======== Records supplied
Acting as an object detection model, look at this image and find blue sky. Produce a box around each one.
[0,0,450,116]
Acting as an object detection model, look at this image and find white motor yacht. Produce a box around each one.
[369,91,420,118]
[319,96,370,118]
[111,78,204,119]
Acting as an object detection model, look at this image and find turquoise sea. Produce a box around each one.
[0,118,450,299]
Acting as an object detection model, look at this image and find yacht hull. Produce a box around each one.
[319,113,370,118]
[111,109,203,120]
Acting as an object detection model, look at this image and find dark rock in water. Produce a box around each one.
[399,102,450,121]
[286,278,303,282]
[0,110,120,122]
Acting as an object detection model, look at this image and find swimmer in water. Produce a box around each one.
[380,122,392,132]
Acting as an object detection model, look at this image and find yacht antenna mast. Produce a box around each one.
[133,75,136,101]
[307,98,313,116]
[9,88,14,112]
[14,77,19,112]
================
- [Task goal] Scale the material above by writing out every line again, requests included, with each bounding-box coordinate in the answers multiplied by 0.5 and rounded to a whole number, halves rounding up.

- [Answer]
Acting as an object detection model, look at this image and find blue sky. Produce a box around each one.
[0,0,225,58]
Acting as an object detection model, look at this image and find white motor yacht. Produce a box around each one.
[185,46,210,59]
[160,48,185,59]
[56,39,102,60]
Acting as an object detection model, look at this image and find turquoise sea. Produce a box around each one.
[0,59,225,150]
Acting as an object detection model, look at this image and find yacht hull. Produce a box around each one.
[160,57,185,59]
[56,55,102,60]
Acting as an object detection model, look at this image and find dark rock in water. Produce a box around each one.
[200,51,225,61]
[143,139,152,141]
[0,55,60,61]
Acting as an object detection model, look at this image and find swimmer in water. Produce a box around each one.
[190,61,196,66]
Acting as an object detection model, look at this image and find yacht antenna mast. Produce a box around each one.
[67,38,68,51]
[154,49,157,58]
[5,44,7,56]
[7,39,10,56]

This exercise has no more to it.